Extend the column below on Paul Krugman's Florida recount claim, starting right after its final sentence.

- EXTRACT PROVIDED -
········
Posted on 08/24/2005 10:38:28 PM PDT by HawaiianGecko

 

It’s the Truth that Counts
Paul Krugman’s outrageous Florida lie.

“This will be the subject of about a billion blog entries today. Did Krugman really think he could get away with this?” So wrote John Podhoretz on National Review Online’s The Corner on Friday, stunned by an outrageous lie in Paul Krugman’s New York Times column that day. America’s most dangerous liberal pundit had written,
Two different news media consortiums reviewed Florida’s ballots; both found that a full manual recount would have given the election to Mr. Gore.
Podhoretz was right. By the end of the day, Krugman’s lie had been blasted out of the water by a flotilla of Krugman Truth Squad members in the blogosphere, including Chief Brief, Power Line, Brainster, The American Thinker, Brain Terminal, and my own blog, The Conspiracy to Keep You Poor & Stupid.

Krugman’s lie was especially loathsome considering that his own newspaper — the New York Times — was a member of one of the media consortiums to review the election results. On November 12, 2001, the Times reported:

Even under the strategy that Mr. Gore pursued at the beginning of the Florida standoff — filing suit to force hand recounts in four predominantly Democratic counties — Mr. Bush would have kept his lead, according to the ballot review conducted for a consortium of news organizations … The media consortium included The Times ...

Of course, Krugman would never publish a formal retraction. As former Times “public editor” Dan Okrent said of Krugman, “I can’t come up with an adverb sufficient to encompass his general attitude toward substantive criticism.” And besides, that George W. Bush stole the 2000 election is the creation-myth of the Angry Left — it is an article of religious faith not to be questioned. And so we find Krugman, in his column Monday, digging himself even deeper into a pit of deceit as he attempts to paper over his lie.

Responding to what he called the “outraged reaction” to his Friday column, Krugman starts by rephrasing his lie in less ambitious terms:

what would have happened if the U.S. Supreme Court hadn’t intervened; the answer is that unless the judge overseeing the recount had revised his order (which is a possibility), George W. Bush would still have been declared the winner. … what would have happened if there had been a full, statewide manual recount — as there should have been. The probable answer is that Al Gore would have won, by a tiny margin.
········
- LISTED RECORDS -
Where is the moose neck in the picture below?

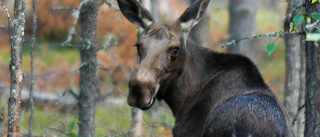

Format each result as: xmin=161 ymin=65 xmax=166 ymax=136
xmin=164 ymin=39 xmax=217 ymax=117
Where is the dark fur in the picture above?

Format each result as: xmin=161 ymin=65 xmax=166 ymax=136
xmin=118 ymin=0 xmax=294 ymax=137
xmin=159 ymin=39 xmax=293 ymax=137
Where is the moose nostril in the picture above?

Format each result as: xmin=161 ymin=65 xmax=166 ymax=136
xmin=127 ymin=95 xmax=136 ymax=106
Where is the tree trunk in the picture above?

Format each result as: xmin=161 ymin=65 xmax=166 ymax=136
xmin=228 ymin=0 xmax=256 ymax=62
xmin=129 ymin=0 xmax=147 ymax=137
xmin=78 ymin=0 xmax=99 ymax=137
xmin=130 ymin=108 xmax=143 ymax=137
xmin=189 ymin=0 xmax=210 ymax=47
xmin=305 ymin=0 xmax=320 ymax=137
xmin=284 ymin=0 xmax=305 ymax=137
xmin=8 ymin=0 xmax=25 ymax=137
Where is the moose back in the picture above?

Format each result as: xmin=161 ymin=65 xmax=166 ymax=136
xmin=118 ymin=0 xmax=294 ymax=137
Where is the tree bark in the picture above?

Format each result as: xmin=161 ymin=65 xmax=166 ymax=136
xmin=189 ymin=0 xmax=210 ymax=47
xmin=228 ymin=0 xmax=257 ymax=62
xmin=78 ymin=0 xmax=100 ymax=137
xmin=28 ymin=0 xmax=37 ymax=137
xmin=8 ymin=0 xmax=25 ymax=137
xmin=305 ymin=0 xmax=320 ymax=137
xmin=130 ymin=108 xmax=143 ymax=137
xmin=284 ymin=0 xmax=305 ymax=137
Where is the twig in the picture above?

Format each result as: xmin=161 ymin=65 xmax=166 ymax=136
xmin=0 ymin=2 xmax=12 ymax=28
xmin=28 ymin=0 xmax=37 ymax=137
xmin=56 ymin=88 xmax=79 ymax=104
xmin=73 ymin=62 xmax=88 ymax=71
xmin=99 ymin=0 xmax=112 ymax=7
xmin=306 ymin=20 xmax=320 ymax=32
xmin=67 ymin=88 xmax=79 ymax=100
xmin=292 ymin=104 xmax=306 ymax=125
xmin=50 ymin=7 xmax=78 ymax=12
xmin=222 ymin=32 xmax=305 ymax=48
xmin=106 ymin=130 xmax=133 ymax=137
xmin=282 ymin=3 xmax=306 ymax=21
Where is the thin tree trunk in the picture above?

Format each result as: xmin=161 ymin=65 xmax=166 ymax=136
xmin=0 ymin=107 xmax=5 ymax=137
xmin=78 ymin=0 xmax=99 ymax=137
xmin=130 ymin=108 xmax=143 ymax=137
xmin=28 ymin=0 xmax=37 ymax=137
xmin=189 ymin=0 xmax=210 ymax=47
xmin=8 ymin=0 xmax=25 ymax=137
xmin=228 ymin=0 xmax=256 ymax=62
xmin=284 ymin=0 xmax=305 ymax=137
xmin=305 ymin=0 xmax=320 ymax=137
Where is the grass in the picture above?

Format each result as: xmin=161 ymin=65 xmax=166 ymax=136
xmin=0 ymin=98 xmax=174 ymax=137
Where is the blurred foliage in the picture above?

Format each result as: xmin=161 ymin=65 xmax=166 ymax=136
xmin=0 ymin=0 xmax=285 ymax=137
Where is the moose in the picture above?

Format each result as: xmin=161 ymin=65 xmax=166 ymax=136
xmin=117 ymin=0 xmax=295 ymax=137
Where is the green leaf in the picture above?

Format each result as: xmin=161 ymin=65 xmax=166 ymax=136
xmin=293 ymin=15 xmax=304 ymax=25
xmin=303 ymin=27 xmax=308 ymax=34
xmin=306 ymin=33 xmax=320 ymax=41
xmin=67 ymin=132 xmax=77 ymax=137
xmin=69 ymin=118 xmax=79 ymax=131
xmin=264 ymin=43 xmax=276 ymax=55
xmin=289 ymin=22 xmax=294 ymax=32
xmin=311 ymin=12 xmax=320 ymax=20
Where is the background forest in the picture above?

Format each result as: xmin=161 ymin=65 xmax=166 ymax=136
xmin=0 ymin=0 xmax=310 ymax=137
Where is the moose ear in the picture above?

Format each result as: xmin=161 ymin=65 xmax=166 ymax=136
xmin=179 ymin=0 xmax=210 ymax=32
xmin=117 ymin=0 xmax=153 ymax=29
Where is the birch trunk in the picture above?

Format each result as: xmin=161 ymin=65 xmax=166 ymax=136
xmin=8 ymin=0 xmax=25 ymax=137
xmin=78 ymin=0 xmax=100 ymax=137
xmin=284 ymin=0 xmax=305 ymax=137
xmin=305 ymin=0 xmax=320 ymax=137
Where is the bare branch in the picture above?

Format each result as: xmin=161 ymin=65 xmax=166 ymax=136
········
- THE ANSWER -
Now, Krugman acknowledges that Bush would have won if the recount that had actually been ordered by the Florida Supreme Court had been allowed to proceed. Now, Krugman makes it clear that what he was talking about on Friday was something more than that — a “full” recount beyond the scope of the one contemplated at the time, something that was not on the table, yet he personally believes “should have been.” Now, Krugman discloses that even this would have made a Gore victory only a “probable answer,” and even then only “by a tiny margin.”

But rephrasing a lie does not make it go away. Even taking account of the critical importance of the word “full,” it remains a lie to say that “Two different news media consortiums ... both found that a full manual recount would have given the election to Mr. Gore.” One of the two consortiums — one led by the Miami Herald and which included USA Today — found no such thing.

This consortium recounted the votes under four standards, ranging from lenient to strict. According to USA Today on April 3, 2002, “By three of the standards, Bush holds the lead. The fourth standard gives Gore a razor-thin win.”

What does Krugman say about that? More lies. Krugman wrote on Monday, “Two out of three hypothetical statewide counts would have given the election to Mr. Gore.” Reality: There were not three counts, there were four. And three out of four went for Bush, not Gore.

Those four counts, however, were not the “full” recounts that Krugman thinks “should have been.” Nevertheless, he lied about them. And even this consortium’s “full” counts — those that dealt with “overvotes” in addition to “undervotes” — don’t support Krugman’s claims. According to USA Today on May 10, 2001, again there were four standards (not three). The winner was “Bush, under the 2 most widely used standards; Gore, under the 2 least used.”

So “full” recount or not, it was an outright lie for Krugman to claim that “both” consortiums named Gore the winner. But what about that second consortium, the one that included the New York Times?

According to the Times itself on November 12, 2001, the most that can be said is that “Mr. Gore might have won if the courts had ordered a full statewide recount of all the rejected ballots ... The findings indicate that Mr. Gore might have eked out a victory ... ”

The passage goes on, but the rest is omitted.